PROBLEM TO WORK ON ▸
Transcribe the entries that follow, word for word.

[Natural language region descriptions]
Start of Block
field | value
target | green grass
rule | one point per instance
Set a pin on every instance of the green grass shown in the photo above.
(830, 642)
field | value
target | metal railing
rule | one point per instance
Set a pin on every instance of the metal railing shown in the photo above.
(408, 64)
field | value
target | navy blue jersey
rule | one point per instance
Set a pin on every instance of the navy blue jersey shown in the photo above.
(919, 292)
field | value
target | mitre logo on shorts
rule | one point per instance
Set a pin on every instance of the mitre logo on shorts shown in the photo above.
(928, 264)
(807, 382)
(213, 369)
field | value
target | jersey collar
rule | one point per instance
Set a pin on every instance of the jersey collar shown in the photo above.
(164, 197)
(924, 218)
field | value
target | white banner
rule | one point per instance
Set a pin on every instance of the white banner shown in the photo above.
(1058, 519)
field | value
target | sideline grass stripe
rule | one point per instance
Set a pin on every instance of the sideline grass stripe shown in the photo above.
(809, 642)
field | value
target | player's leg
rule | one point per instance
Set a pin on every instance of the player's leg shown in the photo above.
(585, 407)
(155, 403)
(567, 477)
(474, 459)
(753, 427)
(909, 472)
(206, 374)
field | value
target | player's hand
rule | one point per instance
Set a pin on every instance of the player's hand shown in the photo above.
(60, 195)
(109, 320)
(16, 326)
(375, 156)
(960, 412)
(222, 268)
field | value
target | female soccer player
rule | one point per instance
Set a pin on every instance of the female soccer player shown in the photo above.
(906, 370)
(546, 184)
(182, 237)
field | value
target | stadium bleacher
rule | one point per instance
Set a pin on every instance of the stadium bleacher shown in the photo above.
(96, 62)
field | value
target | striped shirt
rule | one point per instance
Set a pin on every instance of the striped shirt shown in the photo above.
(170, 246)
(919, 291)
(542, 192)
End of Block
ANSWER TO THIS PROBLEM ▸
field | value
target | green grass
rule | one point per instance
Set a pin on every instance of the green grass shown in the photo above.
(830, 642)
field | value
target | metal railing
rule | one point per instance
Set a pin on every instance of the metal railing shown in the photo above.
(408, 64)
field | value
target | navy blue jersey
rule | one point per instance
Set a pin on every instance of the navy blue jersey shown in the photo above.
(919, 292)
field | value
target | mitre logo on shorts
rule | one point per instance
Set a pin on every instance of the mitre logo on shorts shown in the photo above.
(928, 264)
(807, 382)
(213, 369)
field | value
target | jersey collar
rule | one point per instance
Set a pin on every instance of the jersey collar shown in the photo above.
(164, 197)
(924, 218)
field | value
target | white banner
rule | one point per instance
Set a pin on every instance of the white banner shown in the photo above.
(1058, 519)
field | value
target | sideline grass stripe
rule | one point per instance
Set a pin on every instance of the sideline grass stripe shown in the photo above.
(809, 642)
field | value
target | player's leg
rule | one point per instance
Set a pin on every instance of the player's leg shown in the photo above.
(585, 407)
(155, 403)
(567, 477)
(474, 459)
(753, 427)
(909, 472)
(206, 374)
field | value
target | player's hand
rule | one point per instance
Set a pin on every instance of the player's hand shown in the photo above.
(60, 195)
(109, 320)
(16, 326)
(375, 156)
(960, 412)
(222, 268)
field | value
target | female soccer player
rule | one point per instance
Set a pin on every instance of the female soccer player shown in the photo above.
(906, 370)
(546, 184)
(182, 237)
field | value
target | stadium bleacher
rule | one point per instance
Set a pin on every instance of the stadium bleacher shown in the photo above.
(96, 62)
field | value
target | striped shirt
rule | one point per instance
Set a pin on every instance of the striped shirt shown in the photo above.
(170, 246)
(919, 291)
(542, 192)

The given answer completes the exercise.